Goal of the exercise:
Please count the lines in the material below that contain the string "head". Give only the number.
┄┄┄┄┄┄
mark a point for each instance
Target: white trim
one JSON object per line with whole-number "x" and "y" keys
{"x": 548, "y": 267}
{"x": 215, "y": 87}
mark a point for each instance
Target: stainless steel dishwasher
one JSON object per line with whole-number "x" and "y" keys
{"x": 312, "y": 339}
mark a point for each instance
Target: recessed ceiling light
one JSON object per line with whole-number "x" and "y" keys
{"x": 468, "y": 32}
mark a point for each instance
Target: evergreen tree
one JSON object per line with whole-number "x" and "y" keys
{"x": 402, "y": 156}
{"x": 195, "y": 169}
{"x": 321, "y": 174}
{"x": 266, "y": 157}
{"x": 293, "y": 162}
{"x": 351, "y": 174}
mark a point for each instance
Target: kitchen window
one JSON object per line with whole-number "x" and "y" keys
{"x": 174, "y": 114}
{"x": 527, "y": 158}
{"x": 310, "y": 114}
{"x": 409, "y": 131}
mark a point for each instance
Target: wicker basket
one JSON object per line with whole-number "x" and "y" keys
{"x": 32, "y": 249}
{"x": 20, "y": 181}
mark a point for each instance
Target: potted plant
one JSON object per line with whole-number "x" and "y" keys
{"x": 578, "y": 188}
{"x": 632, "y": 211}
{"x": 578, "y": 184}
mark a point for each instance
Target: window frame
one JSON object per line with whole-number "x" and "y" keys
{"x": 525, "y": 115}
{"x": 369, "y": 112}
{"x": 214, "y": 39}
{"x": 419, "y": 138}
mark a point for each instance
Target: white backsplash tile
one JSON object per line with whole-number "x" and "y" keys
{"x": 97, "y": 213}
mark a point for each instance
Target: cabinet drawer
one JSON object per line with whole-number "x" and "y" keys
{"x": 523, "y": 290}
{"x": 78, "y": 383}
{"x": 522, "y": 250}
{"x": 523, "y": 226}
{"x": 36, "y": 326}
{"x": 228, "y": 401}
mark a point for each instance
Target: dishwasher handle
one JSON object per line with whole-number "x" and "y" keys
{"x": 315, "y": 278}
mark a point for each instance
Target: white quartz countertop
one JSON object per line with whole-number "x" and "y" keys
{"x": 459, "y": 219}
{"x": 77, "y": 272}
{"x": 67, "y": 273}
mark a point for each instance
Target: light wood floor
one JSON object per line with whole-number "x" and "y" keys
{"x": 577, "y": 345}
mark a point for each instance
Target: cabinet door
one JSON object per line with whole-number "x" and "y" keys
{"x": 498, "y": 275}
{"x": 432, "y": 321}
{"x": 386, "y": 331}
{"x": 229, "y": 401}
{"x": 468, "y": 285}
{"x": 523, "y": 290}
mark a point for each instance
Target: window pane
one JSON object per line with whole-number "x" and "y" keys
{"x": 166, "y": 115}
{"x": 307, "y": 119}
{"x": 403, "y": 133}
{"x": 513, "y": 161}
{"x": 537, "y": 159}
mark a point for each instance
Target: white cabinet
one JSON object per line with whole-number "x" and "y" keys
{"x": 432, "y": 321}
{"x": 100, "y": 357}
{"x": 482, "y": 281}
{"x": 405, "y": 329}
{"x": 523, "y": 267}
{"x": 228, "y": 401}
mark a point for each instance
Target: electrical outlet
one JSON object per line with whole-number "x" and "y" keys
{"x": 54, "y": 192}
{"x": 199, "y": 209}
┄┄┄┄┄┄
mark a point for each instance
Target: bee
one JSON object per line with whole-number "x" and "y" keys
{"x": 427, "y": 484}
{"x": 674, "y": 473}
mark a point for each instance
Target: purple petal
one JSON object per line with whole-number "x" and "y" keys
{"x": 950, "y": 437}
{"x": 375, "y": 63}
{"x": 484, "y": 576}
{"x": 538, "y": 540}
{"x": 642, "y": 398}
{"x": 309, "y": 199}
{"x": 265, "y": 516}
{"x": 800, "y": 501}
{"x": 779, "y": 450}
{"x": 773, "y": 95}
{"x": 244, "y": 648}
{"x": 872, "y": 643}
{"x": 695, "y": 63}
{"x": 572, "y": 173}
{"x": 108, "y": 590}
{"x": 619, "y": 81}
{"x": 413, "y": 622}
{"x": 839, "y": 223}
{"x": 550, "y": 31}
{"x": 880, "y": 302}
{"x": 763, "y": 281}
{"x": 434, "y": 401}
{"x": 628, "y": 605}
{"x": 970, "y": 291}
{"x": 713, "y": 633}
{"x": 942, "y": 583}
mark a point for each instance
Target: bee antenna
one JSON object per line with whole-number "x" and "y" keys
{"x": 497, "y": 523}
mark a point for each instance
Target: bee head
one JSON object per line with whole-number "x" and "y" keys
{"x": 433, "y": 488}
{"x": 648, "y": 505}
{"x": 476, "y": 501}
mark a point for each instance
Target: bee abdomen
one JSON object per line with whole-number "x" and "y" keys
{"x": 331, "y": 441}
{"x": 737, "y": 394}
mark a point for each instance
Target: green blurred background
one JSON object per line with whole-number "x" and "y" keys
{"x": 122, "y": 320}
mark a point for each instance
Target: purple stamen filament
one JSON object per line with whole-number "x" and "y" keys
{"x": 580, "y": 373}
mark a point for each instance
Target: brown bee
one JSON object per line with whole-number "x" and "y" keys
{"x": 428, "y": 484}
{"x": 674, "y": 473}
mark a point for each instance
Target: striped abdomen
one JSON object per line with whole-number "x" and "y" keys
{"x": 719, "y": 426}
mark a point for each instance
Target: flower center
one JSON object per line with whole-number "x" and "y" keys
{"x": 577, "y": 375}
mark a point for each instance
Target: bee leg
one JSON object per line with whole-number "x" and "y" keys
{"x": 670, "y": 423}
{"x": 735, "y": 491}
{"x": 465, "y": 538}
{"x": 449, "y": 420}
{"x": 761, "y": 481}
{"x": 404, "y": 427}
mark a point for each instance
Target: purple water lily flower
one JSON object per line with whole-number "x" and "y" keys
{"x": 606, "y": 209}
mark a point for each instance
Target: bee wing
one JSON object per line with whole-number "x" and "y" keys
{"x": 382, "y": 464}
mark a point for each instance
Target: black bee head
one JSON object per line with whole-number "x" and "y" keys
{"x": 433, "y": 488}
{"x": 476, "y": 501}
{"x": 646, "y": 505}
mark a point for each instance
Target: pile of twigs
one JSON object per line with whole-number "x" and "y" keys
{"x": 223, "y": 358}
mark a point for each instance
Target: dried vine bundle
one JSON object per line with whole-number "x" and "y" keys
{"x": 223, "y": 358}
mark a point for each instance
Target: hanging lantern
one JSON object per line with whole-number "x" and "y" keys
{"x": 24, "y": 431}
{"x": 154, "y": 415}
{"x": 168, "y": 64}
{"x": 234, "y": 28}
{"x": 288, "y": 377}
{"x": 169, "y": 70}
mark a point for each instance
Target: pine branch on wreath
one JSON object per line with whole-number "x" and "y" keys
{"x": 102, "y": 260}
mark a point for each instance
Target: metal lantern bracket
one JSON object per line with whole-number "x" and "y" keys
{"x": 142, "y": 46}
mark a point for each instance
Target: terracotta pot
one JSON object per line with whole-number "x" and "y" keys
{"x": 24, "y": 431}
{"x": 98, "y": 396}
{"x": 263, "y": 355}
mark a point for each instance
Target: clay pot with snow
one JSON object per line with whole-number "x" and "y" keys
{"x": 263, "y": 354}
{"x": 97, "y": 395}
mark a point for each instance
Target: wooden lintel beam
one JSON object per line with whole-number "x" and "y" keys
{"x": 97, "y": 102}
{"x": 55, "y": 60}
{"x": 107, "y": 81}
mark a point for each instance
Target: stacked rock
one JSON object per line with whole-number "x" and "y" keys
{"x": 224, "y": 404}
┄┄┄┄┄┄
The result:
2